| TASK OBJECTIVE |
Pick out every line in the records below that contains the string "bentwood", and copy each one. Case counts.

|---|

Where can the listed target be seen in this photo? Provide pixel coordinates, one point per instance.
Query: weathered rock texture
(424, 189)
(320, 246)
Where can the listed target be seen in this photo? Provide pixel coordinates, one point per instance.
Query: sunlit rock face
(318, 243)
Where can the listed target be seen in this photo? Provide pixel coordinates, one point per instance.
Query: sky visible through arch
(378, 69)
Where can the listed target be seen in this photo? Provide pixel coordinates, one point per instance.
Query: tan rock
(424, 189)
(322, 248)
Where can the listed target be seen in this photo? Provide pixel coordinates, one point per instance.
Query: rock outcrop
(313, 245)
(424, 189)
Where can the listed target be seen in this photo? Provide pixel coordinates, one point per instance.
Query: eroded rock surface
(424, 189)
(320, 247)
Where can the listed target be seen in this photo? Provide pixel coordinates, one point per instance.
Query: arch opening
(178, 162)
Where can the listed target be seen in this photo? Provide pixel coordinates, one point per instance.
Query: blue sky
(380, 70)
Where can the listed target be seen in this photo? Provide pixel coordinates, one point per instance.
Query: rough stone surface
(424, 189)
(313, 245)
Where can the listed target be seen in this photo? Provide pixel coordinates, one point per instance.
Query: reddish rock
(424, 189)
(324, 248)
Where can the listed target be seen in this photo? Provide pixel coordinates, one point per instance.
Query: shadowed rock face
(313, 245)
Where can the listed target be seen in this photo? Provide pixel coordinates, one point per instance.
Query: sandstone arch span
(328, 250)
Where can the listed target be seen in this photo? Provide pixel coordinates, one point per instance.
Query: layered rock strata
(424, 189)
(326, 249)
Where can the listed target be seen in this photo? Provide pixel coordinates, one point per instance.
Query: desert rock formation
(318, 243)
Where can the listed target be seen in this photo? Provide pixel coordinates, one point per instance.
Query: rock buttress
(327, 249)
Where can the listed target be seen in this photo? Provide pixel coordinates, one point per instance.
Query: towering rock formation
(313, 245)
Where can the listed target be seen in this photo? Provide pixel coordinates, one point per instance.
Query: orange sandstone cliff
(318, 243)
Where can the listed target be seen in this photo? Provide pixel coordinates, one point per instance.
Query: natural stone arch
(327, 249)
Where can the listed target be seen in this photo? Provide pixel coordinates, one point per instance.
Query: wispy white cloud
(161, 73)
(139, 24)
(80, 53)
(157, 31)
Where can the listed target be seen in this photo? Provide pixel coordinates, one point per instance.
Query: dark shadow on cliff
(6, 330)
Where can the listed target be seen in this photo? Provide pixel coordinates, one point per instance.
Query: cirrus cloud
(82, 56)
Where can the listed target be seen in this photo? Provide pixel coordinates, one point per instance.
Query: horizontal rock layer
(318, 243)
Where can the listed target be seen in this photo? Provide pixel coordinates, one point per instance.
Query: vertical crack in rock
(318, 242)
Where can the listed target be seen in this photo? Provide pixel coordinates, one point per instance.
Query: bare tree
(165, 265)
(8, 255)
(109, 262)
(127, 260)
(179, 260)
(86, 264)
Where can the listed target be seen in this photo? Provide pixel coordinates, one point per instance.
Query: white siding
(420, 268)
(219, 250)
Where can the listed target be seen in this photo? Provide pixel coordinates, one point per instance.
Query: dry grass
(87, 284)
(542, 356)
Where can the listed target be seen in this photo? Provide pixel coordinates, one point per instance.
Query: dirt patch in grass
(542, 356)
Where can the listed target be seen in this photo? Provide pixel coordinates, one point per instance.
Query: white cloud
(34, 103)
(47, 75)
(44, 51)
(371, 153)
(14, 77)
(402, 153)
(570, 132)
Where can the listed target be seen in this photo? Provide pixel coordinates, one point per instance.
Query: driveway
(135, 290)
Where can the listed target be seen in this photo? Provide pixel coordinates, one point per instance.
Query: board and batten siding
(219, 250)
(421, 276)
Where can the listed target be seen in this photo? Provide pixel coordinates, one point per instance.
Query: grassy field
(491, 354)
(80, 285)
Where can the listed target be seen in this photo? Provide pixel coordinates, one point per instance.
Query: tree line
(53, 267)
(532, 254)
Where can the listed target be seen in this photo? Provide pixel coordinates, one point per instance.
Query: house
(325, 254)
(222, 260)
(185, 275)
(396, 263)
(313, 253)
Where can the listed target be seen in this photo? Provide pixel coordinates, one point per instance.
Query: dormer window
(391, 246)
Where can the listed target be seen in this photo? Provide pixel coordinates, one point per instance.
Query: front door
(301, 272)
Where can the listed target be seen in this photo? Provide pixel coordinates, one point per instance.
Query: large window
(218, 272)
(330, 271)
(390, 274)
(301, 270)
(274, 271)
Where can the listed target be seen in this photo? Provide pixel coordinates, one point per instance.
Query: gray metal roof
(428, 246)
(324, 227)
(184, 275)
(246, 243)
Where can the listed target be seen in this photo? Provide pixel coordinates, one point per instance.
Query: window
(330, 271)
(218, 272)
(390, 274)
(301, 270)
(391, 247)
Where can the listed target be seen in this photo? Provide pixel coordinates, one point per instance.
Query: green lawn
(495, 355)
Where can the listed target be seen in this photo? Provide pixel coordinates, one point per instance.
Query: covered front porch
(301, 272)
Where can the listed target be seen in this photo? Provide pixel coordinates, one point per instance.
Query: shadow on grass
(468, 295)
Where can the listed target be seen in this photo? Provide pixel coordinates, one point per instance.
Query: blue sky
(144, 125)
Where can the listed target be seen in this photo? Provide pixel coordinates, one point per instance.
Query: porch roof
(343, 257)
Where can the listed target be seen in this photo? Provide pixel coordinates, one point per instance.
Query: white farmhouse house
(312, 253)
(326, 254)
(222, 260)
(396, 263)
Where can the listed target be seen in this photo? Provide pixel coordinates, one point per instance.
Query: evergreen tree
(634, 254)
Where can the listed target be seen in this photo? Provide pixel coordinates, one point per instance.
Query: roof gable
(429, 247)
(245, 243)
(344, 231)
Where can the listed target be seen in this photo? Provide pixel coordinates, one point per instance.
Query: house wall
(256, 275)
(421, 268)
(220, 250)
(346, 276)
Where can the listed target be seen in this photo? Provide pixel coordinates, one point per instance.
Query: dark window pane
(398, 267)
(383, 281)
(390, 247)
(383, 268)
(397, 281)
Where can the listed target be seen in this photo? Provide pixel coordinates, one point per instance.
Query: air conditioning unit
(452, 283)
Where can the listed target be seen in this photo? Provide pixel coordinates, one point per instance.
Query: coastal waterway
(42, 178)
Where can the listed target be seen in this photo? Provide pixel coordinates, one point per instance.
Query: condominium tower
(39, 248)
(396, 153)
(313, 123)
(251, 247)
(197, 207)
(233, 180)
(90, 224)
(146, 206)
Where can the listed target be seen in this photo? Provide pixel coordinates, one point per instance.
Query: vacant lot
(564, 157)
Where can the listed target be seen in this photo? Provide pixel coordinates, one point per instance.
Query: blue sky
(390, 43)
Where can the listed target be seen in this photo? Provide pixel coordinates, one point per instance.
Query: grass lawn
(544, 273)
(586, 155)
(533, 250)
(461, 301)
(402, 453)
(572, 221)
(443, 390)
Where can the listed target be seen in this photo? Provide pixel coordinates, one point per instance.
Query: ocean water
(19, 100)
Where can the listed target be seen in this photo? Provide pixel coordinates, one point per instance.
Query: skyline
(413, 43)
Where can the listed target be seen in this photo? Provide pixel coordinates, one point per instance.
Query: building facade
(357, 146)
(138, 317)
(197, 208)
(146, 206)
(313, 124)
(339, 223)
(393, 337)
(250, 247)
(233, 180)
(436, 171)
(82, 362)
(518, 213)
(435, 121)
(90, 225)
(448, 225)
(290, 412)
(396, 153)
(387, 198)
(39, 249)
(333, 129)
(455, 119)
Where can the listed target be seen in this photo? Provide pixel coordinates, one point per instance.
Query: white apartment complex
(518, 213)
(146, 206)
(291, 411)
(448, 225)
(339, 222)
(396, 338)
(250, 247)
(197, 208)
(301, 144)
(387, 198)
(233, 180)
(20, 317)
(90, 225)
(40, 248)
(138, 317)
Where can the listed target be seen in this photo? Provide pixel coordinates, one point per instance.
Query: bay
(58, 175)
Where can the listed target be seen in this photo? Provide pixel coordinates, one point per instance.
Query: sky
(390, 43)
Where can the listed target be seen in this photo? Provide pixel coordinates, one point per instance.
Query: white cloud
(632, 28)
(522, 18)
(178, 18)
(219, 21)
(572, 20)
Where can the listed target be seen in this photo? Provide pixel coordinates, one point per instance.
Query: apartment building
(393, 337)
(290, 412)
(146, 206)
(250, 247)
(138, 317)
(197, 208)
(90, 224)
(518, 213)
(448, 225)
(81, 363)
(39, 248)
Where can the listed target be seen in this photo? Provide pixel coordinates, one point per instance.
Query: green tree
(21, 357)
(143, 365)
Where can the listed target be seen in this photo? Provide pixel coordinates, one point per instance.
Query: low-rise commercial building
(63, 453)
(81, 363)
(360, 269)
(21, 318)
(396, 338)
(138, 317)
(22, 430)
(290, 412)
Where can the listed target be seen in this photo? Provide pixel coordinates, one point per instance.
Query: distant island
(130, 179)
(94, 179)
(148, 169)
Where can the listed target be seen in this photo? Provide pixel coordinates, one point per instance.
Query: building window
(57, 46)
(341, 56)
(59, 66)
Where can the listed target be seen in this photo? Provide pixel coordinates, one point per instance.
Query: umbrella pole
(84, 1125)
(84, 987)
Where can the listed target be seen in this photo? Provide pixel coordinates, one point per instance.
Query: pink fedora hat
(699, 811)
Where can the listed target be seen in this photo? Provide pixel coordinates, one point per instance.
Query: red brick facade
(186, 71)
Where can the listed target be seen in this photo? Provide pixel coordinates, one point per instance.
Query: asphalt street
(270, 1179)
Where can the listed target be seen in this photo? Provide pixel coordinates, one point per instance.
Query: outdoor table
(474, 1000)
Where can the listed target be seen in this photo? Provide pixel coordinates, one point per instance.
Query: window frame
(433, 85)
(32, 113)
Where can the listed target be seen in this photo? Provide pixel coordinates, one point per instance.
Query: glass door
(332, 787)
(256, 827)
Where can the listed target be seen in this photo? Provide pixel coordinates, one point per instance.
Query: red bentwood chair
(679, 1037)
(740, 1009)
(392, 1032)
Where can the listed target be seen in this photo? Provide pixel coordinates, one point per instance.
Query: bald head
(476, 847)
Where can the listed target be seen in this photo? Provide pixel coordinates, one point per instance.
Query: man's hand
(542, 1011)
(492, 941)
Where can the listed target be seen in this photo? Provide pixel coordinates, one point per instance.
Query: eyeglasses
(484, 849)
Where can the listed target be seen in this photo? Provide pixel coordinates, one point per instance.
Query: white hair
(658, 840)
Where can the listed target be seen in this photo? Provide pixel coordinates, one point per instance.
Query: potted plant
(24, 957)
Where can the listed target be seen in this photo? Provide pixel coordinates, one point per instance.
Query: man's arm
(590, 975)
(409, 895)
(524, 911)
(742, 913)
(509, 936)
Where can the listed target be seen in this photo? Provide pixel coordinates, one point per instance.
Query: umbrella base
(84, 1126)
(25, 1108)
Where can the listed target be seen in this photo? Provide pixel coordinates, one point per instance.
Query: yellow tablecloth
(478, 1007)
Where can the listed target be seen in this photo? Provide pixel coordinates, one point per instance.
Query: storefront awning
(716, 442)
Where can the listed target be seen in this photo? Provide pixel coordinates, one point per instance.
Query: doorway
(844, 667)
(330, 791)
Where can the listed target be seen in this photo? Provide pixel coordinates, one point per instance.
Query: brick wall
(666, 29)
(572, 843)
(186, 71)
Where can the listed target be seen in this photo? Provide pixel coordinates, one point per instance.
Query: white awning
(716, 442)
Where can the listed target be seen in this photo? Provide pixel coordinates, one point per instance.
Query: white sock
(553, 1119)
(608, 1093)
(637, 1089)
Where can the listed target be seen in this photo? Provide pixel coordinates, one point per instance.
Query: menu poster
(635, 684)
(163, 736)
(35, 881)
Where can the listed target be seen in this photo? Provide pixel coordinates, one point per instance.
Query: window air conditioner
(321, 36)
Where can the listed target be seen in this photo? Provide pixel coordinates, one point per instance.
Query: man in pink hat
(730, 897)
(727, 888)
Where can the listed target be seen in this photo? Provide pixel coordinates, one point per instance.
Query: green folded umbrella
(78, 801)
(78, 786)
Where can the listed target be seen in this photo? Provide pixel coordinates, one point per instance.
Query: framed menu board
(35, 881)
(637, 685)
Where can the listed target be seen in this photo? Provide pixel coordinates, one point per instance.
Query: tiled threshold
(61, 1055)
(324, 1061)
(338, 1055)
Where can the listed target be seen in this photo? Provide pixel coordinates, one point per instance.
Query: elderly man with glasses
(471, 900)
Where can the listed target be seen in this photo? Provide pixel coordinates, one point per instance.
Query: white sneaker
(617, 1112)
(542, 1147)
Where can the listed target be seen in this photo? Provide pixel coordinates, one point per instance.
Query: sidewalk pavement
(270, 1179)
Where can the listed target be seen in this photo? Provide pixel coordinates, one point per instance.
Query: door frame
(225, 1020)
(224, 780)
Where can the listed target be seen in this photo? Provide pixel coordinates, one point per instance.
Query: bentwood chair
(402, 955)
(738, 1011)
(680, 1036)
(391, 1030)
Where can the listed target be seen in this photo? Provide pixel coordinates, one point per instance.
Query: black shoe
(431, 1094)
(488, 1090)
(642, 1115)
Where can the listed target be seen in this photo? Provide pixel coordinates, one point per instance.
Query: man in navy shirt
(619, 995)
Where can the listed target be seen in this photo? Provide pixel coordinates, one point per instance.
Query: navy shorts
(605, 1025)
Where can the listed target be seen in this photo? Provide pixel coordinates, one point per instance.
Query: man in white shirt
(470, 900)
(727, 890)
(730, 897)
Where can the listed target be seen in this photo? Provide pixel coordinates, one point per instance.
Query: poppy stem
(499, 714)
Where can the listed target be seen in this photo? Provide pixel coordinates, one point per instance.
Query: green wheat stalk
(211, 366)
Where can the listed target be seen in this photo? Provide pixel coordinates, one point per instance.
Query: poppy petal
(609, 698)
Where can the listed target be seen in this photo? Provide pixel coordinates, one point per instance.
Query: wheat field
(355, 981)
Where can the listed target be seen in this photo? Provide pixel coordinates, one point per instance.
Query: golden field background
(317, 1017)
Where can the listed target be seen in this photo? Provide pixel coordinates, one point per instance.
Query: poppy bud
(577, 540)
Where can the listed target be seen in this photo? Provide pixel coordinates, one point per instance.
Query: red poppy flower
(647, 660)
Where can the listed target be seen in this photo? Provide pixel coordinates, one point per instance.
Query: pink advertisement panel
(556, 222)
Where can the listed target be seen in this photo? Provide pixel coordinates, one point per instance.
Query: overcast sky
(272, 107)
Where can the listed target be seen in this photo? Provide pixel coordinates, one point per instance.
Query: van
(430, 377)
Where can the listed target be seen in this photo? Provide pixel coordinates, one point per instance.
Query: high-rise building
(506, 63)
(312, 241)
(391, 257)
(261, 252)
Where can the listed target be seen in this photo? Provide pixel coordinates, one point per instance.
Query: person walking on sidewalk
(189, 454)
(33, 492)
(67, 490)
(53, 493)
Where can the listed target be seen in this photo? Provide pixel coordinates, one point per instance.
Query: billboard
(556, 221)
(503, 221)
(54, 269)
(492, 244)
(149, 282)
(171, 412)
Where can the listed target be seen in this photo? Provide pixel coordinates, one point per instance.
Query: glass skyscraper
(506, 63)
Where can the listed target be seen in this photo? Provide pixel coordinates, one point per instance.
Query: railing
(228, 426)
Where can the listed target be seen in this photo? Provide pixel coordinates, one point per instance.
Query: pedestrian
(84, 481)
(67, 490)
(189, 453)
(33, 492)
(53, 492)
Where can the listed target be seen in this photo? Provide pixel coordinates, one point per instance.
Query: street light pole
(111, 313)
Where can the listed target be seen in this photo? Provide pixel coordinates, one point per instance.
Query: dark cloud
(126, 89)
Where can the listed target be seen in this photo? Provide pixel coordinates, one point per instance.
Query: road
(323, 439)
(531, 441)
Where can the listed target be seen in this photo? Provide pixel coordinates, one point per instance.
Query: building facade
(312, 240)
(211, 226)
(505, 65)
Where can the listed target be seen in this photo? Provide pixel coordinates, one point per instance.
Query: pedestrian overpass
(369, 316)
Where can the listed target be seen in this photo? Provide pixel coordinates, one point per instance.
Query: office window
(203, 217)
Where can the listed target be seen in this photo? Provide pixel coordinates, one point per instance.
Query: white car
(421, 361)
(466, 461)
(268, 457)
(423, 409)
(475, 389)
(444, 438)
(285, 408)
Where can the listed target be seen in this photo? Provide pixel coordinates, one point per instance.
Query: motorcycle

|---|

| ANSWER FOR THIS EXERCISE |
Query: red bentwood chair
Query: bentwood chair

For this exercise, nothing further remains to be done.